**MATERIAL PROVIDED:**
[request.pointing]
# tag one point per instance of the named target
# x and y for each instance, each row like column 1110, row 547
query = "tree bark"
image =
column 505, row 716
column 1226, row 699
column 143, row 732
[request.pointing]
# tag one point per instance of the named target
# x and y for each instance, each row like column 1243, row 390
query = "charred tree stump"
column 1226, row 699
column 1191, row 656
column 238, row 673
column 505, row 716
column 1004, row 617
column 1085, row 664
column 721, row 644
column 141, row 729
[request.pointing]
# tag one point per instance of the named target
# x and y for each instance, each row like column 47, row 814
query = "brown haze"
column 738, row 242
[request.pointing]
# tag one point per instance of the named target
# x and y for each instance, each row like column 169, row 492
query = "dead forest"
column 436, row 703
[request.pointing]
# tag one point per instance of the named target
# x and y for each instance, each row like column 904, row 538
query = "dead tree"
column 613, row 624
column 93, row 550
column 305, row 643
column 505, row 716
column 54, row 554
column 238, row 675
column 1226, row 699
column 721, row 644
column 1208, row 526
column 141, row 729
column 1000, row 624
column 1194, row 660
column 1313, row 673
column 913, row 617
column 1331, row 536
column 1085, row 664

...

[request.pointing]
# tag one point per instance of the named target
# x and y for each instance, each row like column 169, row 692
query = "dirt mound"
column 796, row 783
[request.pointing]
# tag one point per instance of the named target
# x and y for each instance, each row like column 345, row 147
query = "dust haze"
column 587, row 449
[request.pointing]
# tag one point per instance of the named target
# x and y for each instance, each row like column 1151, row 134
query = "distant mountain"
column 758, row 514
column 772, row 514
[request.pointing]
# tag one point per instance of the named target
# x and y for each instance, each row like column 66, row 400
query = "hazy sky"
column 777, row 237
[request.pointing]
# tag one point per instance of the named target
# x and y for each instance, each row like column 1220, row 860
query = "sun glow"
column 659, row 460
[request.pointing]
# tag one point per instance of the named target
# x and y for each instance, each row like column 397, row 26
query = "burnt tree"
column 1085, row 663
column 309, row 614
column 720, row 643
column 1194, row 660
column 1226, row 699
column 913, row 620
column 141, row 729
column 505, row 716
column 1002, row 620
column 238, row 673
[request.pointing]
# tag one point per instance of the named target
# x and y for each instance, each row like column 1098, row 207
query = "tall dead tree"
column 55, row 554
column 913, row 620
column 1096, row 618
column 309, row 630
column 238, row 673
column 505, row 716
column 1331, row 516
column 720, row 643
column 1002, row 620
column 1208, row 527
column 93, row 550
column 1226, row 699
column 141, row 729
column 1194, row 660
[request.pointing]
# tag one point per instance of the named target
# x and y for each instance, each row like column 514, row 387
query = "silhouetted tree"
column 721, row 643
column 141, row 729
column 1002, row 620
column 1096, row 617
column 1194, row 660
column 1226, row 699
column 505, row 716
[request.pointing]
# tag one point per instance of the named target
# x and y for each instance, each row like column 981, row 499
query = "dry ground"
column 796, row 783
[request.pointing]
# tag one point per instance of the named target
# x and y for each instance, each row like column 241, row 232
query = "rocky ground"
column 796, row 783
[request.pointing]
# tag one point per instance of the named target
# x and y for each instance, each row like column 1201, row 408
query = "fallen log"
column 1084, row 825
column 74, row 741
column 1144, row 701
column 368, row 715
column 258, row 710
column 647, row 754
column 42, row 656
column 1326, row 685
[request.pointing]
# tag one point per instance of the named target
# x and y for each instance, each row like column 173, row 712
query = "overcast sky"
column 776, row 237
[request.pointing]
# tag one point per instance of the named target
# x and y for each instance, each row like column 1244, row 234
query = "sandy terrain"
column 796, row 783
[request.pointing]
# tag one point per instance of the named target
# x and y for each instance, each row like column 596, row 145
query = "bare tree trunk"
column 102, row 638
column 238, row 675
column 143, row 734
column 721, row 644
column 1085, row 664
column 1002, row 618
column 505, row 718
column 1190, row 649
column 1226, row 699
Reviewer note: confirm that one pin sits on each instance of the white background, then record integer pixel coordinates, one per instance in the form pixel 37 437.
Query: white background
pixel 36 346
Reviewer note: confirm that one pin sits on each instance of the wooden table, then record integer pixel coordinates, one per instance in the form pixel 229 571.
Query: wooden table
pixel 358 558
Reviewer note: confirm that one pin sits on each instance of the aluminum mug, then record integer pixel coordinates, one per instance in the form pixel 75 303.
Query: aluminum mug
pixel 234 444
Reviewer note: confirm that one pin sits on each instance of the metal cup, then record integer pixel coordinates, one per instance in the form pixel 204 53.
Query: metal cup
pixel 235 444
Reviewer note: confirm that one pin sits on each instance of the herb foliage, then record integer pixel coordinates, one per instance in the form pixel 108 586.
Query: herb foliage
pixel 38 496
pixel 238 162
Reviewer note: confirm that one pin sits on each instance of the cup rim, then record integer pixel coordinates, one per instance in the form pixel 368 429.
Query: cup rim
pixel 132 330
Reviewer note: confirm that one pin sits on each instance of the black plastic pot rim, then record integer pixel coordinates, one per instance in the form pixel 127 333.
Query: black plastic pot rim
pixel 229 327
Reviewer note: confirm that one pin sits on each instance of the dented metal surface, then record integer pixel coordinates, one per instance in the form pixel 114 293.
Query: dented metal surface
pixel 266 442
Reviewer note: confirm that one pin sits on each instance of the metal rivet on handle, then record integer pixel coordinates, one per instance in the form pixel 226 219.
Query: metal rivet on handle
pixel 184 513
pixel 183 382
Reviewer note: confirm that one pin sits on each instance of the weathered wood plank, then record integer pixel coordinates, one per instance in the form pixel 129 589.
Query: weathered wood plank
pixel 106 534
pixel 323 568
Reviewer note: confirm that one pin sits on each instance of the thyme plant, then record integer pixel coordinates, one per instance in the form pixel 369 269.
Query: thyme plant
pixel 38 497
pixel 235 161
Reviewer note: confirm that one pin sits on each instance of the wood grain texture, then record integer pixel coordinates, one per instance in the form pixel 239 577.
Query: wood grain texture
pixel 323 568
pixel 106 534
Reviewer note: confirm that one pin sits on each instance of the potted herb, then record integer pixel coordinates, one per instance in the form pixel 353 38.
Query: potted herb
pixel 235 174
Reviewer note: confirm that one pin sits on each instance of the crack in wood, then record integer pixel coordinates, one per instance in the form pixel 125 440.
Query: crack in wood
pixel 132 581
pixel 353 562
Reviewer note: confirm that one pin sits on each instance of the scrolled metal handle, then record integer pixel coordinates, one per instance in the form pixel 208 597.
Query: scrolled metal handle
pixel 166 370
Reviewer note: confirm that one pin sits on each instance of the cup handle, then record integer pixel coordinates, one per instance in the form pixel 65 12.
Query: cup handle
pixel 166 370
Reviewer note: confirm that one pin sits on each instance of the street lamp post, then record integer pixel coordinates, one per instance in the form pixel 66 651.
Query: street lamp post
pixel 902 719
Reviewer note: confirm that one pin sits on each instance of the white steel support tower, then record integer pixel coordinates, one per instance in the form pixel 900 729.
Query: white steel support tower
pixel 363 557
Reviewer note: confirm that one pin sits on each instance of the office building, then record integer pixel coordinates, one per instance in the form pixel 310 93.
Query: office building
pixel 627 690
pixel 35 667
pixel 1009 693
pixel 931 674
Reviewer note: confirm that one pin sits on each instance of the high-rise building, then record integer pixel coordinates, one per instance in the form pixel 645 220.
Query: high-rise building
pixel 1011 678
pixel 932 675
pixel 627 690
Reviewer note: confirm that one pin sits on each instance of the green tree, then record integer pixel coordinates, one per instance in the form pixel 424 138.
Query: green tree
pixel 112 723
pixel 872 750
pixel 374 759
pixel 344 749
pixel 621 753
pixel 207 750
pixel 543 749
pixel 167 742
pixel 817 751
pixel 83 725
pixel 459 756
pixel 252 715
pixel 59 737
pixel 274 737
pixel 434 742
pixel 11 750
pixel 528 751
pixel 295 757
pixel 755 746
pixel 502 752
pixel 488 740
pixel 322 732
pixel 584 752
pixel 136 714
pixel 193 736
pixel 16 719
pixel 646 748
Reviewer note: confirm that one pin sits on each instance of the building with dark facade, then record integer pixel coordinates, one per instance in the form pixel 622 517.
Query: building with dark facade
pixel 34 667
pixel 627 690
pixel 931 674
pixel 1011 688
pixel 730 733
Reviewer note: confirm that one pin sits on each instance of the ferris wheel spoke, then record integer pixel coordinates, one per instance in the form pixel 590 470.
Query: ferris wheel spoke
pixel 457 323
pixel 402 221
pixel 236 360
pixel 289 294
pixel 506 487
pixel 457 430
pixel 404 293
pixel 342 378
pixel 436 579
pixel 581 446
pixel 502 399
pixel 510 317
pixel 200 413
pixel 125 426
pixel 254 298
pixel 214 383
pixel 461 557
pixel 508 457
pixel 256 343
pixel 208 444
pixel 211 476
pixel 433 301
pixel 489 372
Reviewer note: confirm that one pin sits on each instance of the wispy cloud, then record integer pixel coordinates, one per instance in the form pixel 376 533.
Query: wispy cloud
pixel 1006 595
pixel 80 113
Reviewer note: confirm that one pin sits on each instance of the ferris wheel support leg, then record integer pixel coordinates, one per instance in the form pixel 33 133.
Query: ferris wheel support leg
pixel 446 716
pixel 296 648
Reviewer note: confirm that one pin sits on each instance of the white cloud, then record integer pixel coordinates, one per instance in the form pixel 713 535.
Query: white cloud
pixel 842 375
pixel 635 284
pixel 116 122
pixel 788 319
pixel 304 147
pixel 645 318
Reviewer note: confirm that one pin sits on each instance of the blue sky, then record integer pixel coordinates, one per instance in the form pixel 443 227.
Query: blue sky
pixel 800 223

**EXERCISE DIRECTIONS:**
Return word for word the lines above from the line with "66, row 400" to the line with "1098, row 207", including both and leaving out all others.

**ANSWER:**
# x and y for each instance, each row like column 66, row 400
query = "hazy sky"
column 777, row 237
[request.pointing]
# tag one point per instance of the named target
# x and y for each instance, each row like column 1220, row 860
query = "sun glow"
column 659, row 460
[request.pointing]
# tag one point per instance of the named target
# x and y for each instance, each row like column 397, row 26
query = "burnt tree"
column 1085, row 663
column 309, row 614
column 720, row 643
column 1194, row 660
column 1226, row 699
column 913, row 620
column 141, row 729
column 505, row 716
column 1002, row 620
column 238, row 673
[request.pointing]
# tag one point per instance of the named target
# x and y for each instance, each row like column 1098, row 207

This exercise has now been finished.